Ini, Keterpaksaan (Lagi!)




Setelah sekian lama vacuum ngeblog, akhirnya pada hari ini, Minggu 12 Februari 2017 pukul 23:47 memutuskan untuk kembali memainkan jari hanya sekedar berceloteh pada blog yang sekian lama ditinggalkan dan mungkin sudah bulukan kelamaan didiamkan.

Penulisan ini adalah hasil pemikiran setelah beberapa hari ngedrop yang entah diakibatkan dan disebabkan apa. Namun, mungkin inilah jawabannya. Ada sebuah ketidakikhlasan hati dalam melakukan sesuatu yang sedang dijalani.


Pada awalnya, setelah mengalami beberapa kegagalan memajukan topik penelitian, mengalami putus asa yang luar biasa. Bagaimana tidak, setelah berjibaku dengan jurnal-jurnal yang bahkan isinya hanya bisa dimengerti dari penuturan abstrak saja, tulisan-tulisan itu kemudian seolah-olah ‘teronggok’ begitu saja dalam tumpukan kertas yang tak bermakna. Namun, kemudian terjadi perenungan-perenungan luar biasa yang bergejolak dalam kepala, berkesimpulan bahwa “topikmu masih sejalur dengan apa yang dulu kau inginkan, namun topikmu sekarang lebih jelas tidak seabsurd dulu”. Dan mulailah muncul perang pemikiran bahwa ada sesuatu yang salah yang selama ini telah dijalani.

## CUPLIKAN DATA:
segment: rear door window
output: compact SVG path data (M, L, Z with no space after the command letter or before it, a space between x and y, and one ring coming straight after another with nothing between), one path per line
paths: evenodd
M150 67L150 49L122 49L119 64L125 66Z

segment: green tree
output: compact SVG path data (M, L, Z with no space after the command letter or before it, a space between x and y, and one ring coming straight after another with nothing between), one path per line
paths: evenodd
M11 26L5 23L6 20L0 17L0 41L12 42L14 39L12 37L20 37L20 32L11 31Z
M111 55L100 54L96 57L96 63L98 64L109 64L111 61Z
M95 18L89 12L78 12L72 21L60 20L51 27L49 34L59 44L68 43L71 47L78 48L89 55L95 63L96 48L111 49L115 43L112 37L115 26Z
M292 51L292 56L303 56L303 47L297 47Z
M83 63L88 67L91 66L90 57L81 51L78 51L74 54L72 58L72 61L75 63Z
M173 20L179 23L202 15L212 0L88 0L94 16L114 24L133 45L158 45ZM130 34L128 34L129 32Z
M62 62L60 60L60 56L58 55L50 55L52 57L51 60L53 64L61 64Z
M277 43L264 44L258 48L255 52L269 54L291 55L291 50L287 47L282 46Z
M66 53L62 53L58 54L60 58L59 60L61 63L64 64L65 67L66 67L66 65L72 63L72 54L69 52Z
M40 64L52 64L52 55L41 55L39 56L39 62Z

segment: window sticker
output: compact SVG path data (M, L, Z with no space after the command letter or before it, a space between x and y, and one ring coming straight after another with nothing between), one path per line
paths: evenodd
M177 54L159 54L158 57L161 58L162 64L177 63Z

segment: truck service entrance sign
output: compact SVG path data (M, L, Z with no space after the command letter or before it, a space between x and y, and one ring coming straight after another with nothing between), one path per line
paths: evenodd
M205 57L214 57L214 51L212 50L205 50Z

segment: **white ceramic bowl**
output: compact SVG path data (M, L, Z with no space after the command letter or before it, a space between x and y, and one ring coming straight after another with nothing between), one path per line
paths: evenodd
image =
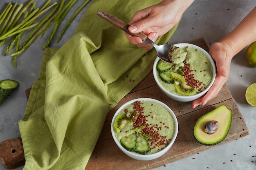
M124 108L125 108L128 105L129 105L134 103L135 102L137 101L151 101L154 102L155 102L160 104L164 107L165 107L167 110L170 112L170 113L172 115L172 117L173 118L173 120L174 120L174 122L175 124L175 130L174 131L174 133L173 135L173 137L172 138L172 140L170 141L169 144L162 150L161 150L159 151L158 151L156 153L148 154L148 155L141 155L137 153L136 153L135 152L132 152L130 151L129 151L125 149L121 144L120 142L118 141L117 139L116 138L115 136L115 135L114 130L113 128L113 125L114 121L114 120L116 116L120 112L120 111L123 110ZM156 158L157 158L164 154L169 149L171 148L171 146L173 145L174 141L175 141L177 136L178 134L178 121L177 121L177 118L176 117L176 116L173 113L173 112L171 109L171 108L168 107L166 104L164 104L163 102L160 102L158 100L156 100L155 99L151 99L151 98L138 98L136 99L134 99L133 100L131 100L128 102L125 103L124 105L123 105L121 106L117 111L116 113L114 115L113 118L112 119L112 121L111 122L111 133L112 134L112 136L115 141L115 142L118 146L118 147L122 151L123 151L125 154L128 156L132 158L133 159L142 160L142 161L148 161L150 160L154 159Z
M163 87L163 86L161 85L161 84L160 84L160 82L159 82L159 81L158 80L158 79L157 79L157 77L158 76L158 73L156 69L157 62L160 59L158 57L157 57L155 60L155 62L154 63L154 65L153 66L153 74L154 75L154 78L155 78L155 80L157 85L158 85L158 86L159 86L160 89L163 91L163 92L164 92L164 93L169 97L175 100L184 102L192 101L195 99L198 99L198 98L204 95L208 91L208 90L209 90L211 87L211 86L212 86L212 84L213 84L213 82L215 80L215 77L216 77L216 68L215 67L215 64L214 63L213 60L211 58L211 55L210 55L208 53L207 53L205 50L198 46L188 43L179 43L173 45L176 46L177 46L179 47L192 46L195 49L196 49L198 50L200 50L203 53L205 54L205 55L206 55L208 57L213 67L213 74L211 81L211 82L210 83L209 85L206 88L204 91L199 93L197 93L196 94L191 96L182 96L175 95L170 92L165 88L164 88L164 87Z

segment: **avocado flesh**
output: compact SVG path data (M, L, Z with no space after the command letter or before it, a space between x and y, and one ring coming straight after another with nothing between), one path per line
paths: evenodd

## TUGAS LATIHAN:
1. Tuliskan ulang tanpa perubahan bagian dari tulisan blog tentang kembali ngeblog di atas, mulai dari kata-kata yang memuat "Penulisan ini adalah" sampai "yang sedang dijalani.".
2. Untuk setiap pernyataan berikut, tentukan apakah sesuai dengan tulisan blog tentang kembali ngeblog di atas. Jawab ya atau tidak dan kutip kata-kata penentunya dari tulisan itu.
(a) Keputusan untuk kembali ngeblog diambil pada hari Minggu, 12 Februari 2017.
(b) Isi jurnal-jurnal yang dibaca dapat dipahami seluruhnya.
(c) Topik penelitian yang sekarang sudah tidak sejalur dengan yang dulu diinginkan.
3. Menurut tulisan blog tentang kembali ngeblog di atas, apa yang mungkin menjadi jawaban atas keadaan ngedrop selama beberapa hari?

## JAWABAN BERURUTAN:
1.
Penulisan ini adalah hasil pemikiran setelah beberapa hari ngedrop yang entah diakibatkan dan disebabkan apa. Namun, mungkin inilah jawabannya. Ada sebuah ketidakikhlasan hati dalam melakukan sesuatu yang sedang dijalani.

2.
(a) Ya: "pada hari ini, Minggu 12 Februari 2017 pukul 23:47 memutuskan untuk kembali memainkan jari".
(b) Tidak: "jurnal-jurnal yang bahkan isinya hanya bisa dimengerti dari penuturan abstrak saja".
(c) Tidak: "topikmu masih sejalur dengan apa yang dulu kau inginkan".

3. Ada sebuah ketidakikhlasan hati dalam melakukan sesuatu yang sedang dijalani.